### Information shown

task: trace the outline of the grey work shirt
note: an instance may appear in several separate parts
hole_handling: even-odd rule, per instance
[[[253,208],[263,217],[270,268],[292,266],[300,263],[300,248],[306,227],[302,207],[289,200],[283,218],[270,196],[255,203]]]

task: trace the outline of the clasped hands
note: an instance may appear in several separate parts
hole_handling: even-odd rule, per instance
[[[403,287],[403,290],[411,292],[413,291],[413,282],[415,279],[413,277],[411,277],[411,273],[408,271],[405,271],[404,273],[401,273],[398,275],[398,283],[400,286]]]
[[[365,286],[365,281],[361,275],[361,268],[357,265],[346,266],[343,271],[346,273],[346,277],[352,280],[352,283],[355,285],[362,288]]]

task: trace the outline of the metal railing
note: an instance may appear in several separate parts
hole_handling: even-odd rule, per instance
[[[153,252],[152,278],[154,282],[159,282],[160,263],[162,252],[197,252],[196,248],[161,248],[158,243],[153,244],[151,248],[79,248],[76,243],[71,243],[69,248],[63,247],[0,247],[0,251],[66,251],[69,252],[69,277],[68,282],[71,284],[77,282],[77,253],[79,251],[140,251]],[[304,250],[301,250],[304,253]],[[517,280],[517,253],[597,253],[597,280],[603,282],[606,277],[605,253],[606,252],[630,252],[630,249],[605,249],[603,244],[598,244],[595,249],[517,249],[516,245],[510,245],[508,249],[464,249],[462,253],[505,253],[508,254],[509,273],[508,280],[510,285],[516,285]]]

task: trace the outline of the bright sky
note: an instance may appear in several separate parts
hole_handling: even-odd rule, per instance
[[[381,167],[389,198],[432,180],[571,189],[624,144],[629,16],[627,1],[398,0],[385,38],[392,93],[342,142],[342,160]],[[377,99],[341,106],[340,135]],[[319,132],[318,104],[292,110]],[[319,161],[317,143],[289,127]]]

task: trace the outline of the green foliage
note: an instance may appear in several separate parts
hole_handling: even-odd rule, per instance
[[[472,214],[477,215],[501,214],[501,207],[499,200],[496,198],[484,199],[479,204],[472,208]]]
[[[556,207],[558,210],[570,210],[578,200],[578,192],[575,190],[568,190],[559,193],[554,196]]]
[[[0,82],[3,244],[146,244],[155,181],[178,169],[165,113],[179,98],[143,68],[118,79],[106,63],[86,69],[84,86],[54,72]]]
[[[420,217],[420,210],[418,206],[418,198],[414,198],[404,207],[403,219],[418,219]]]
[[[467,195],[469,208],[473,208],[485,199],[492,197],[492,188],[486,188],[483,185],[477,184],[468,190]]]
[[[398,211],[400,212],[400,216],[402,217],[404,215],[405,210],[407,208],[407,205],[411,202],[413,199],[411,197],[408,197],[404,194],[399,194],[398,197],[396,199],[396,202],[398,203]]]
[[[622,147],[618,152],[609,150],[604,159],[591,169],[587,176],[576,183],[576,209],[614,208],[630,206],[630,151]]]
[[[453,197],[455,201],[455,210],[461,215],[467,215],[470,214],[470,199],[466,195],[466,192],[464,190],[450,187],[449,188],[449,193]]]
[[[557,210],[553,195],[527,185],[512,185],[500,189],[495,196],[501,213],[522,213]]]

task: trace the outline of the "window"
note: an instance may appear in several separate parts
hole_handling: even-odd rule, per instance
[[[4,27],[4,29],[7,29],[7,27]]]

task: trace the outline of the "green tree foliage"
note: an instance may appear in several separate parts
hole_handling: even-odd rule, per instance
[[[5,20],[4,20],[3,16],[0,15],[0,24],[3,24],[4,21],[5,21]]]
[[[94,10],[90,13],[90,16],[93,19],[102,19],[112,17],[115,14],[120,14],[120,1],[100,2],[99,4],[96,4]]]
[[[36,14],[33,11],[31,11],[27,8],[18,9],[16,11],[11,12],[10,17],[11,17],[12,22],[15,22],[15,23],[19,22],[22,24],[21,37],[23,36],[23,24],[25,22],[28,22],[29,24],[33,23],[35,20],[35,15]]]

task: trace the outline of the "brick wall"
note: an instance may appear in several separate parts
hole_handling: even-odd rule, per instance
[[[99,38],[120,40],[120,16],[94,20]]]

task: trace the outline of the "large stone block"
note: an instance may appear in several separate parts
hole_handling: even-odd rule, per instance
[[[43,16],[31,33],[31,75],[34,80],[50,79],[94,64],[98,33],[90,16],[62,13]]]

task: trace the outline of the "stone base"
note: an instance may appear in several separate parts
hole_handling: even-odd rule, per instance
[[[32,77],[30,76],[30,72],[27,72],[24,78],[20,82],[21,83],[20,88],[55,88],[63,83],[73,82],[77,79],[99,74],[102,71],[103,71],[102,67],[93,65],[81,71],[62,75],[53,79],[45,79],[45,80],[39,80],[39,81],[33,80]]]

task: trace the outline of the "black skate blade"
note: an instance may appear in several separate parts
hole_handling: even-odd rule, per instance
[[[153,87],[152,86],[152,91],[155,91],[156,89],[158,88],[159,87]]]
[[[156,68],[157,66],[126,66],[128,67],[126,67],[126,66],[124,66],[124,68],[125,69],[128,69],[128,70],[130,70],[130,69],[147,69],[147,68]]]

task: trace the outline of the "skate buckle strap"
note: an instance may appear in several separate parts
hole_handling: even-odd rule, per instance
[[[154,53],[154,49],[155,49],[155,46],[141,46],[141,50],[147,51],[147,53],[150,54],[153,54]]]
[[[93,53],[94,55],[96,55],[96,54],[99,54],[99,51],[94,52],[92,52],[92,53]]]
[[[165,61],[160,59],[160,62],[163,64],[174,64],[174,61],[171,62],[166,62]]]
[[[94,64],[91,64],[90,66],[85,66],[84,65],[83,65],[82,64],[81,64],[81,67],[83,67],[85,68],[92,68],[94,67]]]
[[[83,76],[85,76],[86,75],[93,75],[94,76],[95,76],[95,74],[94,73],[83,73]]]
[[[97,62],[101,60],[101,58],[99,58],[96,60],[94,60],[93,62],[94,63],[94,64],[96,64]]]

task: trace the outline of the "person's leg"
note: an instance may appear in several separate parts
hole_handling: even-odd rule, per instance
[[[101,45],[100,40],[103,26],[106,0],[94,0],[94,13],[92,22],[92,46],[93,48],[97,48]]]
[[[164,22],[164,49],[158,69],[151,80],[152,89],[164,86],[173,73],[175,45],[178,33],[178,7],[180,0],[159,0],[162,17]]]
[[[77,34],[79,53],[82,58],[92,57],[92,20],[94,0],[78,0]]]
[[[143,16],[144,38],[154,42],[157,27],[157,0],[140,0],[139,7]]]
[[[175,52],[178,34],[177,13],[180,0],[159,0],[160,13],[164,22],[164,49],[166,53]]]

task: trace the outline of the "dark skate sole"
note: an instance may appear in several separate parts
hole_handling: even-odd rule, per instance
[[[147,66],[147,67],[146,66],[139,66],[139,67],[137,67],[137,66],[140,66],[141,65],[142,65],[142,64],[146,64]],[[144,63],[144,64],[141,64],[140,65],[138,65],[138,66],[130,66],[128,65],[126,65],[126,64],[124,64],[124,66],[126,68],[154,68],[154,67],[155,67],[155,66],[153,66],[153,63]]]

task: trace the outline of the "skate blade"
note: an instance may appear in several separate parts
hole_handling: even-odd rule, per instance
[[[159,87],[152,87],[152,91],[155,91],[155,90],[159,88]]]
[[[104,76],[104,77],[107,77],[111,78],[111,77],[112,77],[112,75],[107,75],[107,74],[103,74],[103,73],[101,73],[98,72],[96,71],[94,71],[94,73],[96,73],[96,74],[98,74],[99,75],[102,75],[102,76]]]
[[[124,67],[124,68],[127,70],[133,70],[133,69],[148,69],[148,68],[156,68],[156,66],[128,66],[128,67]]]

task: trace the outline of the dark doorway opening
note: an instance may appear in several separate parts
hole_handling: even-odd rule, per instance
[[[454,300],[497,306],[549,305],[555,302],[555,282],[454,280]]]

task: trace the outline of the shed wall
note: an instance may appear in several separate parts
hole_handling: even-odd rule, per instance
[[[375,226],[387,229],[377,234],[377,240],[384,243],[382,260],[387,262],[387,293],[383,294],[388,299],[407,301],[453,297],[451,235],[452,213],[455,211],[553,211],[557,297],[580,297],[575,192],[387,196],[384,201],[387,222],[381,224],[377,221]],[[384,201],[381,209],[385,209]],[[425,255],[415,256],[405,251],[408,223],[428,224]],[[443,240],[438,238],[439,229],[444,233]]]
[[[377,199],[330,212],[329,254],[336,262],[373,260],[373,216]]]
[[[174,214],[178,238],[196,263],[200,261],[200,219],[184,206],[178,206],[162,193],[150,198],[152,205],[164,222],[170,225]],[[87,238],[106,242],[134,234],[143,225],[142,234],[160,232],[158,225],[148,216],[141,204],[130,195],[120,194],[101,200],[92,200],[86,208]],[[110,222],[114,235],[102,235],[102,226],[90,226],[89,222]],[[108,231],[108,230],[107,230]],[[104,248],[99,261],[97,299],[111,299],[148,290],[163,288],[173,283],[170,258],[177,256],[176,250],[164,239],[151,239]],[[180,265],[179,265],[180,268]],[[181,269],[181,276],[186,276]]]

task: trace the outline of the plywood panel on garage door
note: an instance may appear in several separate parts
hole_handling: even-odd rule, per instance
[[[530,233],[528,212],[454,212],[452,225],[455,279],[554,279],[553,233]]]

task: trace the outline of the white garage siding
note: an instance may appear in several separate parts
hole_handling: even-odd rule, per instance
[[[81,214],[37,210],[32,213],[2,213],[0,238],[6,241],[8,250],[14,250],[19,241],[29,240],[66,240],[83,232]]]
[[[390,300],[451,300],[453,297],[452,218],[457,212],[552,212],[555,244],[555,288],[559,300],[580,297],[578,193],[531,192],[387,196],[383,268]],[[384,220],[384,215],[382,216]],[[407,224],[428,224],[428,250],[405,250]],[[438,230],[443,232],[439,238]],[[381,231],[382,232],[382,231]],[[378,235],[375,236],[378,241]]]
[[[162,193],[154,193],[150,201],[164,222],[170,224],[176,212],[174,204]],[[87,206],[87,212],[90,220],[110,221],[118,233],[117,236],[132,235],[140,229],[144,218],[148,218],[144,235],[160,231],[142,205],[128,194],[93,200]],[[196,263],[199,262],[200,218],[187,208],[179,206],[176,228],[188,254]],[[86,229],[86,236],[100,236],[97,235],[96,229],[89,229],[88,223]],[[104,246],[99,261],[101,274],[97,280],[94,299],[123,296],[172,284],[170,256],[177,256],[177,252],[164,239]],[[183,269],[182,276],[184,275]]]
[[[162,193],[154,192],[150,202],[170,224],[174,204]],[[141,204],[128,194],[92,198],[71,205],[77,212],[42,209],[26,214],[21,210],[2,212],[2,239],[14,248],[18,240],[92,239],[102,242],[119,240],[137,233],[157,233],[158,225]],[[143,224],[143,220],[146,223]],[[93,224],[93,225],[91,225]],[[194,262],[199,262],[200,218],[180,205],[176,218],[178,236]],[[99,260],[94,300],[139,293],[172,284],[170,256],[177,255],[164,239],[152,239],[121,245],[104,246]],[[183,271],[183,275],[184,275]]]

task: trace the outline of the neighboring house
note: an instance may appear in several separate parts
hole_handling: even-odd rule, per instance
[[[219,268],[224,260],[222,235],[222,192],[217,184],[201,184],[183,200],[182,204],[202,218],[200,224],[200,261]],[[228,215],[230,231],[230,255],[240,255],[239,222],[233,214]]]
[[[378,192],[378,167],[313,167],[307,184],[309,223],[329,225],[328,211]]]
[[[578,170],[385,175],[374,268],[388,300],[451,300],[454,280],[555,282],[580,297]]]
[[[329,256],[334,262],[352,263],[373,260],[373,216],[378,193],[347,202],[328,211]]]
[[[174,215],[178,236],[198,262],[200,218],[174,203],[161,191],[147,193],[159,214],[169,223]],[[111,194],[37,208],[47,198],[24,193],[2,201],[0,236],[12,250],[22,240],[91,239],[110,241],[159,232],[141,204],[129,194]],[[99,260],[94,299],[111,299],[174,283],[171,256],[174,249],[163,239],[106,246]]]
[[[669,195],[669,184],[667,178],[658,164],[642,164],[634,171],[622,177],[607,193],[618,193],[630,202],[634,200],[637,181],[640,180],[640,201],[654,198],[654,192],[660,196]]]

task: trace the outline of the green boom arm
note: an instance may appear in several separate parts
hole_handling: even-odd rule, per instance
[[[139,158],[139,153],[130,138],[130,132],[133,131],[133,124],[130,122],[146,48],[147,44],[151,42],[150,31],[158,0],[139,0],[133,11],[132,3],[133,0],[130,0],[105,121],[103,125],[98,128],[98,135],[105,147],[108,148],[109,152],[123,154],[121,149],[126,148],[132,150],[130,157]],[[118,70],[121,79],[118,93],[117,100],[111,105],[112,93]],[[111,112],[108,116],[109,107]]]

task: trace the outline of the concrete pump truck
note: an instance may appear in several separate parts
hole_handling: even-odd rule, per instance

### Task objective
Copy out the listing word for word, starting at the line that contains "task: trace the outline of the concrete" and ending with the last line of the listing.

### Finished exercise
task: trace the outline of the concrete pump truck
note: an instance may appear in several separate parts
hole_handling: even-odd rule, per instance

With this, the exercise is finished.